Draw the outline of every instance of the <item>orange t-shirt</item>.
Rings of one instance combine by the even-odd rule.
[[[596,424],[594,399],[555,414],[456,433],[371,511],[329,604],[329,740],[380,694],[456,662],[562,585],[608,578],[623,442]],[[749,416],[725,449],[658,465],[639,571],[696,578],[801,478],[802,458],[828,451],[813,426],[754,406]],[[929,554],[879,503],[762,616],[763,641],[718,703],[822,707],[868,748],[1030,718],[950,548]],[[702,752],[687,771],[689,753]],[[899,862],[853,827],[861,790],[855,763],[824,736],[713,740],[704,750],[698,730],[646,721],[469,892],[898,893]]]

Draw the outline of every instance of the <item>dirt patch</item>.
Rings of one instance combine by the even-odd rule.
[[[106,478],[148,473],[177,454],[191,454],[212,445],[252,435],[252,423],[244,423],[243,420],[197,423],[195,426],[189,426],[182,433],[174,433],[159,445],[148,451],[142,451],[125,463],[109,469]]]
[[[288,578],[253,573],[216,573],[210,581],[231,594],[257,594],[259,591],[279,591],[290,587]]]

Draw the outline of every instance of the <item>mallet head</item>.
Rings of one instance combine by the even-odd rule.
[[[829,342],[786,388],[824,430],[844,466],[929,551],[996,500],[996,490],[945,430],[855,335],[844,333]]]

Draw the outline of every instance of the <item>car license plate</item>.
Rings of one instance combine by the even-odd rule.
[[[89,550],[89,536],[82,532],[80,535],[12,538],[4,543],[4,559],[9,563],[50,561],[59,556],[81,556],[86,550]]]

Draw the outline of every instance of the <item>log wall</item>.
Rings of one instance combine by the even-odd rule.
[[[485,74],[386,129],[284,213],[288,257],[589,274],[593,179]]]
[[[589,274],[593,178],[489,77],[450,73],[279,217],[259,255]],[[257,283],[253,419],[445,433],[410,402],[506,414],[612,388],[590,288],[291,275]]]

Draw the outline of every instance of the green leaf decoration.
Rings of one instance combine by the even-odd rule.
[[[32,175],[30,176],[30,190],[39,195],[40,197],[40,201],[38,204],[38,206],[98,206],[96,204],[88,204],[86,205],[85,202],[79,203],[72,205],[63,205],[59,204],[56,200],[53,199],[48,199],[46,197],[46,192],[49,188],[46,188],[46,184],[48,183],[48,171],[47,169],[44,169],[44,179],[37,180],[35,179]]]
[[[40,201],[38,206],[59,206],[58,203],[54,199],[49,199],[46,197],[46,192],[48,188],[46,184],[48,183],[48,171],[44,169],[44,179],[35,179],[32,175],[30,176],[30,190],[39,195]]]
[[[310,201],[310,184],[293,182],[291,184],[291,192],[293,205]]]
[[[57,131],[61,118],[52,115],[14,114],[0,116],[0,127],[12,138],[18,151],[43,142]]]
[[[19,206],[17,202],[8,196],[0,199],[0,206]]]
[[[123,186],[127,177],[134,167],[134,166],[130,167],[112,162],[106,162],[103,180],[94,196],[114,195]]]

● **PROBLEM TO WORK ON**
Convert the records above into a two-column CSV with the headers text and answer, one row per record. Wrap each field in double quotes and replace any line breaks inside a field with spaces.

● **RESPONSE**
text,answer
"Draw the outline of every instance of the <item>orange t-shirt</item>. Rings of one instance combine by the even-odd rule.","[[[596,424],[594,399],[555,414],[456,433],[371,511],[329,604],[329,740],[380,694],[456,662],[562,585],[608,578],[623,442]],[[749,416],[725,449],[658,465],[639,571],[696,578],[801,478],[802,458],[828,451],[813,426],[754,406]],[[929,554],[879,503],[762,616],[763,641],[718,703],[822,707],[868,748],[1030,718],[950,548]],[[702,752],[687,771],[689,753]],[[899,862],[853,827],[861,790],[855,763],[824,736],[713,740],[704,750],[698,730],[646,721],[469,892],[898,893]]]"
"Draw the outline of every instance of the <item>dirt patch</item>. Rings of one instance combine by the even-odd rule.","[[[106,478],[148,473],[177,454],[191,454],[212,445],[252,435],[252,423],[244,423],[243,420],[197,423],[195,426],[189,426],[182,433],[174,433],[159,445],[148,451],[142,451],[125,463],[109,469]]] [[[288,578],[253,573],[216,573],[210,581],[231,594],[257,594],[259,591],[279,591],[290,587]]]"
"Draw the outline of every instance of the <item>mallet head</item>. Rings of one instance combine by the even-odd rule.","[[[829,342],[786,388],[824,430],[844,466],[929,551],[996,500],[996,490],[945,430],[855,335],[844,333]]]"
"Draw the outline of every instance of the <item>car license plate</item>. Rings of one instance combine by the even-odd rule.","[[[89,550],[89,536],[82,532],[80,535],[12,538],[4,543],[4,559],[9,563],[50,561],[59,556],[81,556],[86,550]]]"
"Draw the outline of every instance of the <item>log wall</item>. Rings of one instance combine by the even-odd rule.","[[[485,74],[386,129],[284,213],[288,257],[589,274],[593,179]]] [[[589,274],[593,178],[489,77],[450,73],[279,217],[259,255]],[[257,283],[253,419],[445,433],[410,402],[506,414],[612,388],[590,288],[291,275]]]"
"Draw the outline of every instance of the green leaf decoration. Rings of one instance combine by the even-odd rule.","[[[32,175],[30,176],[30,190],[39,195],[40,197],[40,201],[38,204],[38,206],[98,206],[96,204],[88,204],[86,205],[85,202],[79,203],[72,205],[63,205],[59,204],[56,200],[53,199],[48,199],[46,197],[46,192],[49,188],[46,188],[46,184],[48,183],[48,171],[47,169],[44,169],[44,179],[37,180],[35,179]]] [[[40,201],[38,206],[59,206],[58,203],[54,199],[49,199],[46,197],[46,192],[48,188],[46,184],[48,183],[48,171],[44,169],[44,179],[35,179],[32,175],[30,176],[30,190],[39,195]]] [[[310,201],[310,184],[293,182],[291,184],[291,192],[293,205]]] [[[57,131],[61,118],[52,115],[14,114],[0,116],[0,127],[12,138],[18,151],[43,142]]] [[[19,206],[17,202],[8,196],[0,199],[0,206]]] [[[123,186],[127,177],[134,167],[134,166],[130,167],[112,162],[106,162],[103,180],[94,196],[114,195]]]"